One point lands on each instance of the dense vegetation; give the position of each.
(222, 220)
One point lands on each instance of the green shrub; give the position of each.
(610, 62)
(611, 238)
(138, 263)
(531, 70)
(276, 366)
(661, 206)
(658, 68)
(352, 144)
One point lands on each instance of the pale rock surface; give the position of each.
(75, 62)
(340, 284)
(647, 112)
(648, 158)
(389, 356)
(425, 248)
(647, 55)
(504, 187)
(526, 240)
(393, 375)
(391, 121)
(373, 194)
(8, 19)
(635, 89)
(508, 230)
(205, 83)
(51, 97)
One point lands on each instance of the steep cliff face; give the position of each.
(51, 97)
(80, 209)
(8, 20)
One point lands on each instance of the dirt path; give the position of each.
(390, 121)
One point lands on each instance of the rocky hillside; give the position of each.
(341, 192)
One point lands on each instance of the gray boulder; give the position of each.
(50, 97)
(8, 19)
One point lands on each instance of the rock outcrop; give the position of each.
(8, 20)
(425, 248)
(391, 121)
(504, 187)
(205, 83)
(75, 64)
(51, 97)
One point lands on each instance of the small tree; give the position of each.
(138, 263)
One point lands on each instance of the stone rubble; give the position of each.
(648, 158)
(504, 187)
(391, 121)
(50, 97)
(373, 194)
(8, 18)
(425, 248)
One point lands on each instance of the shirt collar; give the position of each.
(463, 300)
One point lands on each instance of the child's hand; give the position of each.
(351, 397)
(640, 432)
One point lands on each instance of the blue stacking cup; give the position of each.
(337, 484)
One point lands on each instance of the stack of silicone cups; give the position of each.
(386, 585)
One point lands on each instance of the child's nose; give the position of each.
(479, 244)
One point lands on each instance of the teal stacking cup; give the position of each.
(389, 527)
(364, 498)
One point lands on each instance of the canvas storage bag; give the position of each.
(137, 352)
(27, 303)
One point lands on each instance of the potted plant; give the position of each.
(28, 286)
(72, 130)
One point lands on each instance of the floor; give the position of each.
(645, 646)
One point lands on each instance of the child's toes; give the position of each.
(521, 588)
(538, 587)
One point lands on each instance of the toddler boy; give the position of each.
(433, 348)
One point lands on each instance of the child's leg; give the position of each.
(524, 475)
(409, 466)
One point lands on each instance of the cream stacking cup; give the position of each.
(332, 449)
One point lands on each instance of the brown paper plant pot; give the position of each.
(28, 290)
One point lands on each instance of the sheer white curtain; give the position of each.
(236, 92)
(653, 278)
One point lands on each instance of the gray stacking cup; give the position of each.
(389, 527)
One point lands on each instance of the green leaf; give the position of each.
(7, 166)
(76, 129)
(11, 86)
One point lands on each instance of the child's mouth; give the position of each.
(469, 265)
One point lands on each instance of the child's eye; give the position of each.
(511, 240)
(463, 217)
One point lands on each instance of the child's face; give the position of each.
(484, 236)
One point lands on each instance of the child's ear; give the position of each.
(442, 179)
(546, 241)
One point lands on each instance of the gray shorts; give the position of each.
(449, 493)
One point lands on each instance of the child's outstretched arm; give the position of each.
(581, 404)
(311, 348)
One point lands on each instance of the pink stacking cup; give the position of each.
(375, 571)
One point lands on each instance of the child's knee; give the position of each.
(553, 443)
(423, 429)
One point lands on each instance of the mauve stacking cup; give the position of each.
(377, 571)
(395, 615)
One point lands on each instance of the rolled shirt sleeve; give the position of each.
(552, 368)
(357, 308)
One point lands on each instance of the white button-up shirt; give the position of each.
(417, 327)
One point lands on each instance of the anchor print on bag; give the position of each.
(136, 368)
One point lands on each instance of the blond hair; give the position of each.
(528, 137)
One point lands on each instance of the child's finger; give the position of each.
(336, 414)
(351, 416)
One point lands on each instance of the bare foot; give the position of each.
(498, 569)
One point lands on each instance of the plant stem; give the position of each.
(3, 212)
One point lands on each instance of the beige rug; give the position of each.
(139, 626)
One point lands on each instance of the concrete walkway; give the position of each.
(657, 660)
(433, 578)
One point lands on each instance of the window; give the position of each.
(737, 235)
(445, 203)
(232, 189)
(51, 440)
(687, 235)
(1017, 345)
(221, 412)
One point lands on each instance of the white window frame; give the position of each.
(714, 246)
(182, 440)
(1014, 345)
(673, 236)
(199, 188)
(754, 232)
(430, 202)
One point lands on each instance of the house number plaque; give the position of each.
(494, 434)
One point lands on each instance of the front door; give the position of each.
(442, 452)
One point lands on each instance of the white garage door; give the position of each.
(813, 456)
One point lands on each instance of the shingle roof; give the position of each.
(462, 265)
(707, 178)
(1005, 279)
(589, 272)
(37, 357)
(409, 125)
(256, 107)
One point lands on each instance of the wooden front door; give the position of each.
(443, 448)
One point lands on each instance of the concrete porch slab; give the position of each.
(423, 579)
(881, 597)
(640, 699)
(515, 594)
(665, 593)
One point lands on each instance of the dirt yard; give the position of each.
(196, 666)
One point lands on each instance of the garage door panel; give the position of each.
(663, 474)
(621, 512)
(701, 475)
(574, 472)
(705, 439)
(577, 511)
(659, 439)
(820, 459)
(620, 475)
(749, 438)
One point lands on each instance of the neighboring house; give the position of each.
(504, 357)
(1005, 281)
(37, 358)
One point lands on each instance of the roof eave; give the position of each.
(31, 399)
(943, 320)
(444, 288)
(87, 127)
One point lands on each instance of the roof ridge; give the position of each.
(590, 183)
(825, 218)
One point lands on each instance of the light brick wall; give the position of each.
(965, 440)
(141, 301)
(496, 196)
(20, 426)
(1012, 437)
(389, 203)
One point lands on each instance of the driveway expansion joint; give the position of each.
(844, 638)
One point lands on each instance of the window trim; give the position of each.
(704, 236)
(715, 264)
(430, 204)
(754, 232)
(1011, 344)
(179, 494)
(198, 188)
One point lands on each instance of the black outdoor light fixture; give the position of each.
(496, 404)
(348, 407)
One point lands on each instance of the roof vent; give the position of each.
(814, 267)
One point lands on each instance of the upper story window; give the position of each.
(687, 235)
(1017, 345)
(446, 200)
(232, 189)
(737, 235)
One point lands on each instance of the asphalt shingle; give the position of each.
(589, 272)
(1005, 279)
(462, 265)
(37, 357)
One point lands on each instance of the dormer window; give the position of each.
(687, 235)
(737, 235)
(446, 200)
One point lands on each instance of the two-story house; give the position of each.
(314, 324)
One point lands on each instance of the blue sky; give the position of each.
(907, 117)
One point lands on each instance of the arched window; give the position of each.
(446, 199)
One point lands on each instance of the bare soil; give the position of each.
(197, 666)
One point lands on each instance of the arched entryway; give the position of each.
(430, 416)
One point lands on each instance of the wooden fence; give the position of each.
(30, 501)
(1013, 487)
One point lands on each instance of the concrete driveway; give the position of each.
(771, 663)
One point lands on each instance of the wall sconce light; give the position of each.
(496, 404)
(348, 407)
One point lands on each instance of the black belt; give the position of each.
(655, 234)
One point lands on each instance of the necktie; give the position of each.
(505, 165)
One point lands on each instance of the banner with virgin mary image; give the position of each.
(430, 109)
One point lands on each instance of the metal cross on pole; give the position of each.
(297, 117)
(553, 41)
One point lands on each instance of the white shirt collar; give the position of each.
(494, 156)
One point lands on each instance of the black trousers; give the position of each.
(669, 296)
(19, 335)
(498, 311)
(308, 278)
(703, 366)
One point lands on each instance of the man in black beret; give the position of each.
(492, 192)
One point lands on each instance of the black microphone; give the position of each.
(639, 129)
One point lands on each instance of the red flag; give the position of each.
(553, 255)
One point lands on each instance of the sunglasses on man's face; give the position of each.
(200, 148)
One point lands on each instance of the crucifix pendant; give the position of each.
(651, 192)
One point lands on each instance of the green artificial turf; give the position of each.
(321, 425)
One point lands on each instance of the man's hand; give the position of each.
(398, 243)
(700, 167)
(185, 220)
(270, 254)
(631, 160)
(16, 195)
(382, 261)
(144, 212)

◆ Set task
Arrange the data from the line containing "One point lands on each instance of the necktie;" through the end as a two-column CSV with the headers text and points. Each row puts one line of wording in the text field and every point listed under it in the points field, with both fields quoted and line breaks replaced by spaces.

◆ Result of this task
text,points
"One point lands on each instance of the necktie; give the position of each.","(505, 165)"
"One point lands on each instance of the banner with virgin mary image; give the position of each.","(430, 109)"
"One point lands on each instance of the metal cross on pole; give the position of each.","(297, 117) (553, 41)"
"One point lands on each instance of the white shirt collar; give the position of each.","(494, 156)"
"One point lands on each instance of the black trousers; give the position of each.","(669, 296) (19, 335) (498, 311) (308, 278) (703, 366)"
"One point lands on each instance of the man in black beret; give the position of each.","(492, 192)"
"One point lands on each instance of the black microphone; give the position of each.","(639, 129)"
"One point lands on each instance of the red flag; give the position of each.","(553, 255)"
"One point lands on each instance of the sunglasses on man's face; give the position of each.","(200, 148)"
"One point lands on each instance of the crucifix pendant; give the position of each.","(651, 192)"
"One point lands on each instance of the green artificial turf; give the position of each.","(321, 425)"
"One point lands on each instance of the man's hand; give the position of each.","(398, 243) (700, 167) (185, 220) (270, 254) (631, 160) (16, 195) (382, 261) (144, 212)"